• Direction
Convert every line of the items below into a JSON list of strings, one string per line, and leave out any blank lines.

• Material for this task
=-=-=-=-=

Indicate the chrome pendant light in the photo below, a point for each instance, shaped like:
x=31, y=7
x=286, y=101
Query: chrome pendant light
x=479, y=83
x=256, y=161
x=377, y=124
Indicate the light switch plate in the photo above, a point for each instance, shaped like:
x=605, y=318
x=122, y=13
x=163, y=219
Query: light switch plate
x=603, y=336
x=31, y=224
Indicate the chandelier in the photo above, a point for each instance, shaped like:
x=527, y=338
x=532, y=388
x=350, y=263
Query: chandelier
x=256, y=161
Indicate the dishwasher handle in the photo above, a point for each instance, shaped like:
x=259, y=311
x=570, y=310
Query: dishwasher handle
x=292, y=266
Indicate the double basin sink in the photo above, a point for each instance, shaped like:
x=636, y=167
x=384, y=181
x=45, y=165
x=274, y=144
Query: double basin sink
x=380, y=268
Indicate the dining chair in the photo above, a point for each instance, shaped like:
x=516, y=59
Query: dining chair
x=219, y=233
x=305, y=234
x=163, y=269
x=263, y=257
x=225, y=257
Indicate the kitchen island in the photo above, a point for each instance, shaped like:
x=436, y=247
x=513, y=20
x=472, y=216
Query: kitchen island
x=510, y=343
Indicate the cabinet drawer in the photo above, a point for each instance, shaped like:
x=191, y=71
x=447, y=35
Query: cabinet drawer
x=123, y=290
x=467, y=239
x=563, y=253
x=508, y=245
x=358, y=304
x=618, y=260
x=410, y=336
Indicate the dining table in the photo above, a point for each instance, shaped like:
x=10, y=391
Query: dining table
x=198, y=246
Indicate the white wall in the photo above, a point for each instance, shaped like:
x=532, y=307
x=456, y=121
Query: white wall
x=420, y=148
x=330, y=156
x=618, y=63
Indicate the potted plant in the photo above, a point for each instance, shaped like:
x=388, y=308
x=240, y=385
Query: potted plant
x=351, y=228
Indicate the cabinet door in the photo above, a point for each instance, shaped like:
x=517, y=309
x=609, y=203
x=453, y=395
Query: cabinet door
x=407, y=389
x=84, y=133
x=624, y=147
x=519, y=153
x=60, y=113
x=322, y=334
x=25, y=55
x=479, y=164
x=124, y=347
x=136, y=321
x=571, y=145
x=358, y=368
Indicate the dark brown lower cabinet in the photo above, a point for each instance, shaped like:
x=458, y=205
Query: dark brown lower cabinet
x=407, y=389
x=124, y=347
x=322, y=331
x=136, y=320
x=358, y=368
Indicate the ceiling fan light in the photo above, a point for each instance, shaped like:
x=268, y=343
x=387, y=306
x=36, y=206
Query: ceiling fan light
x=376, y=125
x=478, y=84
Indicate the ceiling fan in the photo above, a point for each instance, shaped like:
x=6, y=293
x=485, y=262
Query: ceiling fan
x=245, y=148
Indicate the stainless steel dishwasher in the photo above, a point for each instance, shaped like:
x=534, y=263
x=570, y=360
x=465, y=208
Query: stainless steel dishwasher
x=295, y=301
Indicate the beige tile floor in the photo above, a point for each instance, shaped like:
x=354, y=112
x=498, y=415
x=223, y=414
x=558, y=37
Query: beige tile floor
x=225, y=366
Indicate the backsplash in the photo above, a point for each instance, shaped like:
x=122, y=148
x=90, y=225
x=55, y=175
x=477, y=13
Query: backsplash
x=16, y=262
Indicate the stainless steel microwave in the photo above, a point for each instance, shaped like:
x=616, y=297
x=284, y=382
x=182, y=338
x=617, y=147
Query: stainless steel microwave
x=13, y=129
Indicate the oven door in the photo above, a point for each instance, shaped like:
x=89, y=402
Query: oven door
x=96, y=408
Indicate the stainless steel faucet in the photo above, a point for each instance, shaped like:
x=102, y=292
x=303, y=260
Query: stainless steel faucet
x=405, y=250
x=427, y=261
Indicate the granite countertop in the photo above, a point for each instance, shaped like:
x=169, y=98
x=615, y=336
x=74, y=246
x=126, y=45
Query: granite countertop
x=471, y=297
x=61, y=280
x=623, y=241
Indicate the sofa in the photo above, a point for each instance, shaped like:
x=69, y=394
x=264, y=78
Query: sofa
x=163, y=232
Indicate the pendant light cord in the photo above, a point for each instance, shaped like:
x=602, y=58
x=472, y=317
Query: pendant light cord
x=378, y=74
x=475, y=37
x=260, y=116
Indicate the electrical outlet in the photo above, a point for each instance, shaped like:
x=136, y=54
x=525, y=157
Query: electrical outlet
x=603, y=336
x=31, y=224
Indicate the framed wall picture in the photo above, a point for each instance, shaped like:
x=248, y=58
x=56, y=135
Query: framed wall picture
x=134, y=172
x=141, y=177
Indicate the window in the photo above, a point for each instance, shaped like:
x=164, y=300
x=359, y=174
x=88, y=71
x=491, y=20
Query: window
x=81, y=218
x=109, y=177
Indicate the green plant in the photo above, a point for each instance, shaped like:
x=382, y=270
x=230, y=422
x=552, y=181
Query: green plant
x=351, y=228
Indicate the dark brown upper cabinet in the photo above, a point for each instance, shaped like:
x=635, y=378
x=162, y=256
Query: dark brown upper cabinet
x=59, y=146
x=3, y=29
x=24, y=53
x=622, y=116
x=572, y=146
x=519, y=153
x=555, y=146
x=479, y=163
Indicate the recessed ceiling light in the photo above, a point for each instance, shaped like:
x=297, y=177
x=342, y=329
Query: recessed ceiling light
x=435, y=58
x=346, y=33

=-=-=-=-=

• Task response
[
  "Indicate the chrome pendant light in the photo below, a point for each instance, shaped like:",
  "x=31, y=7",
  "x=286, y=101",
  "Query: chrome pendant light",
  "x=479, y=83",
  "x=256, y=161",
  "x=377, y=124",
  "Indicate the light switch plate in the photo above, a point for each instance, shaped like:",
  "x=605, y=318",
  "x=122, y=13",
  "x=163, y=219",
  "Query: light switch plate",
  "x=603, y=336",
  "x=31, y=224",
  "Indicate the chandelier in the photo above, a point for each instance, shaped like:",
  "x=527, y=338",
  "x=532, y=388",
  "x=350, y=263",
  "Query: chandelier",
  "x=256, y=161",
  "Indicate the dishwasher handle in the photo above, a point for each instance, shaped like:",
  "x=259, y=311",
  "x=570, y=310",
  "Query: dishwasher handle",
  "x=292, y=266",
  "Indicate the double basin sink in the photo above, a point for each instance, shaped like:",
  "x=636, y=167",
  "x=384, y=181",
  "x=45, y=165",
  "x=274, y=144",
  "Query: double basin sink",
  "x=380, y=268",
  "Indicate the dining chair in the photo above, a point for each instance, shaped like:",
  "x=516, y=59",
  "Query: dining chair",
  "x=219, y=233",
  "x=305, y=234",
  "x=163, y=269",
  "x=263, y=257",
  "x=225, y=257",
  "Indicate the kitchen island in the photo above, a point for each instance, shaped like:",
  "x=436, y=247",
  "x=513, y=20",
  "x=472, y=216",
  "Query: kitchen island",
  "x=510, y=343",
  "Indicate the cabinet drawer in the photo above, a point for each instance, shaped like:",
  "x=191, y=71",
  "x=447, y=35",
  "Query: cabinet drawer",
  "x=123, y=290",
  "x=467, y=239",
  "x=563, y=253",
  "x=508, y=245",
  "x=358, y=304",
  "x=618, y=260",
  "x=410, y=336",
  "Indicate the dining table in the photo above, a point for each instance, shaped like:",
  "x=10, y=391",
  "Query: dining table",
  "x=198, y=246",
  "Indicate the white wall in the photo above, a point for each instance, shaped like:",
  "x=532, y=307",
  "x=456, y=121",
  "Query: white wall",
  "x=420, y=148",
  "x=330, y=156",
  "x=618, y=63",
  "Indicate the potted plant in the photo above, a point for each instance, shaped like:",
  "x=388, y=308",
  "x=240, y=385",
  "Query: potted plant",
  "x=351, y=228",
  "Indicate the cabinet door in the photo above, a point for each instance, shaped like:",
  "x=517, y=309",
  "x=609, y=203",
  "x=453, y=395",
  "Query: cabinet door",
  "x=407, y=389",
  "x=84, y=133",
  "x=624, y=147",
  "x=519, y=153",
  "x=60, y=113",
  "x=322, y=334",
  "x=25, y=55",
  "x=479, y=164",
  "x=124, y=347",
  "x=136, y=321",
  "x=571, y=145",
  "x=358, y=368",
  "Indicate the dark brown lower cabinet in the photo above, a point for each instance, shaped like:",
  "x=458, y=205",
  "Query: dark brown lower cabinet",
  "x=407, y=389",
  "x=124, y=347",
  "x=322, y=331",
  "x=136, y=320",
  "x=358, y=368",
  "Indicate the ceiling fan light in the photo above, a point for each instance, shaped like:",
  "x=268, y=343",
  "x=387, y=306",
  "x=36, y=206",
  "Query: ceiling fan light",
  "x=376, y=125",
  "x=478, y=84",
  "Indicate the ceiling fan in the photo above, a point for each instance, shaped like:",
  "x=6, y=293",
  "x=485, y=262",
  "Query: ceiling fan",
  "x=245, y=148",
  "Indicate the stainless steel dishwasher in the photo above, a point for each instance, shaped like:",
  "x=534, y=263",
  "x=570, y=360",
  "x=465, y=208",
  "Query: stainless steel dishwasher",
  "x=295, y=301",
  "Indicate the beige tile floor in the photo above, a point for each instance, shaped like:",
  "x=354, y=112",
  "x=498, y=415",
  "x=223, y=414",
  "x=558, y=37",
  "Query: beige tile floor",
  "x=225, y=366",
  "Indicate the backsplash in the photo above, a point for each instance, shaped like:",
  "x=122, y=148",
  "x=90, y=225",
  "x=55, y=175",
  "x=477, y=13",
  "Query: backsplash",
  "x=16, y=262",
  "Indicate the stainless steel microwave in the photo above, a point for each instance, shaped like:",
  "x=616, y=297",
  "x=284, y=382",
  "x=182, y=338",
  "x=617, y=147",
  "Query: stainless steel microwave",
  "x=13, y=129",
  "Indicate the oven door in the photo above, a point for each instance, shaped like:",
  "x=89, y=402",
  "Query: oven door",
  "x=96, y=408",
  "Indicate the stainless steel faucet in the photo above, a point for each instance, shaped like:",
  "x=102, y=292",
  "x=303, y=260",
  "Query: stainless steel faucet",
  "x=405, y=250",
  "x=427, y=261",
  "Indicate the granite countertop in the photo above, a point for each instance, shaped like:",
  "x=169, y=98",
  "x=615, y=336",
  "x=74, y=246",
  "x=126, y=45",
  "Query: granite countertop",
  "x=471, y=297",
  "x=61, y=280",
  "x=623, y=241",
  "Indicate the sofa in the photo above, a point for each instance, shaped like:",
  "x=69, y=394",
  "x=264, y=78",
  "Query: sofa",
  "x=163, y=232",
  "Indicate the pendant light cord in the photo above, a point for each instance, shaped like:",
  "x=602, y=58",
  "x=472, y=317",
  "Query: pendant light cord",
  "x=378, y=74",
  "x=475, y=37",
  "x=260, y=116",
  "Indicate the electrical outlet in the photo above, a point for each instance, shaped like:",
  "x=136, y=54",
  "x=525, y=157",
  "Query: electrical outlet",
  "x=603, y=336",
  "x=31, y=224",
  "Indicate the framed wall picture in the photo above, a point for each instance, shaped like:",
  "x=248, y=58",
  "x=56, y=135",
  "Query: framed wall picture",
  "x=134, y=172",
  "x=141, y=177",
  "Indicate the window in the photo above, a point for each instance, shaped like:",
  "x=164, y=300",
  "x=359, y=174",
  "x=88, y=71",
  "x=491, y=20",
  "Query: window",
  "x=81, y=218",
  "x=109, y=177",
  "Indicate the green plant in the photo above, a point for each instance, shaped like:",
  "x=382, y=270",
  "x=230, y=422",
  "x=552, y=181",
  "Query: green plant",
  "x=351, y=228",
  "Indicate the dark brown upper cabinet in the photo above, a point for each instance, shaped like:",
  "x=635, y=378",
  "x=162, y=256",
  "Query: dark brown upper cabinet",
  "x=59, y=146",
  "x=3, y=29",
  "x=24, y=53",
  "x=622, y=116",
  "x=572, y=146",
  "x=519, y=153",
  "x=555, y=146",
  "x=479, y=163",
  "Indicate the recessed ceiling light in the photo above, a point for each instance, shaped like:",
  "x=297, y=177",
  "x=342, y=329",
  "Query: recessed ceiling light",
  "x=435, y=58",
  "x=346, y=33"
]